Task requirements: Would you transcribe the records word for word, please?

(Saved entries)

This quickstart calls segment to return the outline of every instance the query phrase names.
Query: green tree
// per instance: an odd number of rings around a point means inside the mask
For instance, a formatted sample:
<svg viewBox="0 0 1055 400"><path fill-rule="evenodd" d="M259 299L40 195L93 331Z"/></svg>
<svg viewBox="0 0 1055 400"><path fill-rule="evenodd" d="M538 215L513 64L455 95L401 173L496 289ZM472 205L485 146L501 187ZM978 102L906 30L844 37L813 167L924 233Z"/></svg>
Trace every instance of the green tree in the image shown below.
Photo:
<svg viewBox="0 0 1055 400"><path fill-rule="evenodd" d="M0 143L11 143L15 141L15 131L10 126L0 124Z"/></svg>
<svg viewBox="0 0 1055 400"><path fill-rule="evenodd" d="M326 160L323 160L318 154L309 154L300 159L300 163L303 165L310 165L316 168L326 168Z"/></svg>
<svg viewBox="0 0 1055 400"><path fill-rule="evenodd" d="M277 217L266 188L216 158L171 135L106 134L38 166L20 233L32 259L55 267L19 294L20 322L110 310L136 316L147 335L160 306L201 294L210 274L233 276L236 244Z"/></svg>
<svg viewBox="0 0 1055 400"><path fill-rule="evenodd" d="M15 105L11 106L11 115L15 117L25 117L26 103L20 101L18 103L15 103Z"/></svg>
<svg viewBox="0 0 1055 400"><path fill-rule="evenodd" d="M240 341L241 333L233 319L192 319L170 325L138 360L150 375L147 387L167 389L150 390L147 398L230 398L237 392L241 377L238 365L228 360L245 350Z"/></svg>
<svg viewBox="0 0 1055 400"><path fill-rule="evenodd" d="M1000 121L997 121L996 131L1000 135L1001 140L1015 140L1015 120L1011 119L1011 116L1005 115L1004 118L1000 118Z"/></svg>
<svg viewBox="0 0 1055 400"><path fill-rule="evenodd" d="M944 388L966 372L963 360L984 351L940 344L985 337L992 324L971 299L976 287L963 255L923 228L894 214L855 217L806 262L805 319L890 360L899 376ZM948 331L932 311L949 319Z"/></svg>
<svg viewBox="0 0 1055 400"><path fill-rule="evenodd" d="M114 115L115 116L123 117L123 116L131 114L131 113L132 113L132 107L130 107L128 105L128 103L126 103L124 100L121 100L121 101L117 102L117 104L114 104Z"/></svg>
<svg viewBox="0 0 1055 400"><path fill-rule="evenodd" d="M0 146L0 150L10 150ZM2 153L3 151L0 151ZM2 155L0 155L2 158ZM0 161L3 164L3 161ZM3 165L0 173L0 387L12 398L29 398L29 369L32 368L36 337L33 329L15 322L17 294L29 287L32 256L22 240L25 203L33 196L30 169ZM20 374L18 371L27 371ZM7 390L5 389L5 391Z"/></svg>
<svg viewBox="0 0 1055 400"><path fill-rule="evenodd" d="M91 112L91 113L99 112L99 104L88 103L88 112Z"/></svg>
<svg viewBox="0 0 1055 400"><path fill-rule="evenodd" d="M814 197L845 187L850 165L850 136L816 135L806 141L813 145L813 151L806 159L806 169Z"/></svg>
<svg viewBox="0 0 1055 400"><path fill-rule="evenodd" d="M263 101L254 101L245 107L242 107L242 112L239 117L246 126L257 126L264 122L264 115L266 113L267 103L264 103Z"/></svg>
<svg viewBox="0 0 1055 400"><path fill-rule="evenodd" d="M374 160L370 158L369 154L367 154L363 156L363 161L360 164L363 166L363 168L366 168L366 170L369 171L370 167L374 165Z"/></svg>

Answer section:
This quickstart calls segment to return the outline of every instance the query phrase names.
Query: green tree
// per instance: an odd number of rings around a point means inside the mask
For instance, a formatted sample:
<svg viewBox="0 0 1055 400"><path fill-rule="evenodd" d="M259 299L40 195L93 331Z"/></svg>
<svg viewBox="0 0 1055 400"><path fill-rule="evenodd" d="M538 215L513 64L455 95L401 173L496 289ZM472 205L485 146L501 187ZM978 102L906 30L844 37L813 167L924 233Z"/></svg>
Trace every instance of the green tree in the image shown below.
Photo:
<svg viewBox="0 0 1055 400"><path fill-rule="evenodd" d="M0 143L11 143L15 141L15 131L10 126L0 124Z"/></svg>
<svg viewBox="0 0 1055 400"><path fill-rule="evenodd" d="M326 160L323 160L318 154L309 154L300 159L300 163L303 165L310 165L316 168L326 168Z"/></svg>
<svg viewBox="0 0 1055 400"><path fill-rule="evenodd" d="M277 217L266 188L216 158L171 135L106 134L38 166L20 233L32 259L55 267L19 294L20 322L110 310L136 316L147 335L160 306L201 294L210 274L233 276L236 244Z"/></svg>
<svg viewBox="0 0 1055 400"><path fill-rule="evenodd" d="M15 105L11 106L11 115L15 117L25 117L26 103L20 101L18 103L15 103Z"/></svg>
<svg viewBox="0 0 1055 400"><path fill-rule="evenodd" d="M240 341L241 333L233 319L192 319L170 325L138 360L150 375L147 387L167 389L150 390L147 398L230 398L237 392L241 377L238 365L228 360L245 350Z"/></svg>
<svg viewBox="0 0 1055 400"><path fill-rule="evenodd" d="M1000 121L997 121L996 131L1000 135L1001 140L1015 140L1015 120L1011 119L1011 116L1005 115L1004 118L1000 118Z"/></svg>
<svg viewBox="0 0 1055 400"><path fill-rule="evenodd" d="M944 388L966 372L963 360L984 351L940 344L985 337L992 324L971 299L976 287L963 255L923 228L894 214L855 217L806 262L805 319L890 360L899 376ZM948 331L932 311L949 319Z"/></svg>
<svg viewBox="0 0 1055 400"><path fill-rule="evenodd" d="M114 115L115 116L123 117L123 116L131 114L131 113L132 113L132 107L130 107L128 105L128 103L126 103L124 100L121 100L121 101L117 102L117 104L114 104Z"/></svg>
<svg viewBox="0 0 1055 400"><path fill-rule="evenodd" d="M0 146L0 150L10 150ZM2 153L3 151L0 151ZM2 155L0 155L2 158ZM0 161L3 164L3 161ZM3 165L0 173L0 387L12 398L29 398L29 369L32 368L36 337L33 329L15 322L17 294L29 287L32 256L22 240L25 203L33 196L30 169ZM20 374L18 371L27 371ZM7 390L5 389L5 391Z"/></svg>
<svg viewBox="0 0 1055 400"><path fill-rule="evenodd" d="M91 112L91 113L99 112L99 104L88 103L88 112Z"/></svg>
<svg viewBox="0 0 1055 400"><path fill-rule="evenodd" d="M814 197L845 187L850 165L850 136L816 135L806 141L813 145L813 151L806 159L806 169Z"/></svg>
<svg viewBox="0 0 1055 400"><path fill-rule="evenodd" d="M263 101L254 101L245 107L242 107L242 112L239 117L246 126L257 126L264 122L264 115L266 113L267 103L264 103Z"/></svg>
<svg viewBox="0 0 1055 400"><path fill-rule="evenodd" d="M374 160L370 158L369 154L367 154L363 156L363 161L360 164L363 166L363 168L366 168L366 170L369 171L370 167L374 165Z"/></svg>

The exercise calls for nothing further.